→ **Extracted records**:
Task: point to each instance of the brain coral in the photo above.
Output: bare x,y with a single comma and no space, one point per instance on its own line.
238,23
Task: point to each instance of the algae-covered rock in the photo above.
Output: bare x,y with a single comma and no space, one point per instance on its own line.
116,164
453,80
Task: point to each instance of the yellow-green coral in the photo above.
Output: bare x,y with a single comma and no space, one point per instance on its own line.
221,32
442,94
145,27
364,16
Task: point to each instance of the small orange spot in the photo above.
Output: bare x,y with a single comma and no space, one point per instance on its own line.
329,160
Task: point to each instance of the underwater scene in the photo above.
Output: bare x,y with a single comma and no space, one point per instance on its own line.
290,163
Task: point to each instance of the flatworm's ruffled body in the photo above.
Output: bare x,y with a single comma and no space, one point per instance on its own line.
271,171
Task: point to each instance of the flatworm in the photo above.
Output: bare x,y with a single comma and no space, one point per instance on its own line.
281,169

→ **The problem**: Copy every line of the records above, word for word and in the same order.

→ **Answer to the task**:
Task: point to each instance of the brain coral in the photo above.
Output: bare x,y with a single comma and no space, one point per instance on its own line.
238,23
Task: point to each instance of the algae-covered rock in the photo above.
Output: bare x,y with a single comma and no space, one point per instance on its own line.
116,164
453,80
Task: point to each instance of the yellow-green coral in the photo above.
Output: bare x,y with a single comma and no space, one point per instance on its own line.
221,32
442,94
145,27
364,16
Task: point to each instance of the small orange spot in the photo above.
Output: bare x,y with a single comma and no space, one point per instance on its own line.
329,160
Task: point to each instance of the underwater scene in the photo above.
Output: bare x,y with a single comma and no space, one point per instance on its own line.
290,163
Task: point to each instance of the flatworm's ruffled body in the photo above.
Output: bare x,y with a single comma and no space, one point per instance on its own line.
271,171
Task: point to each instance of the flatworm in the photo above.
Output: bare x,y with a single comma and no space, one point per instance on its own line.
281,169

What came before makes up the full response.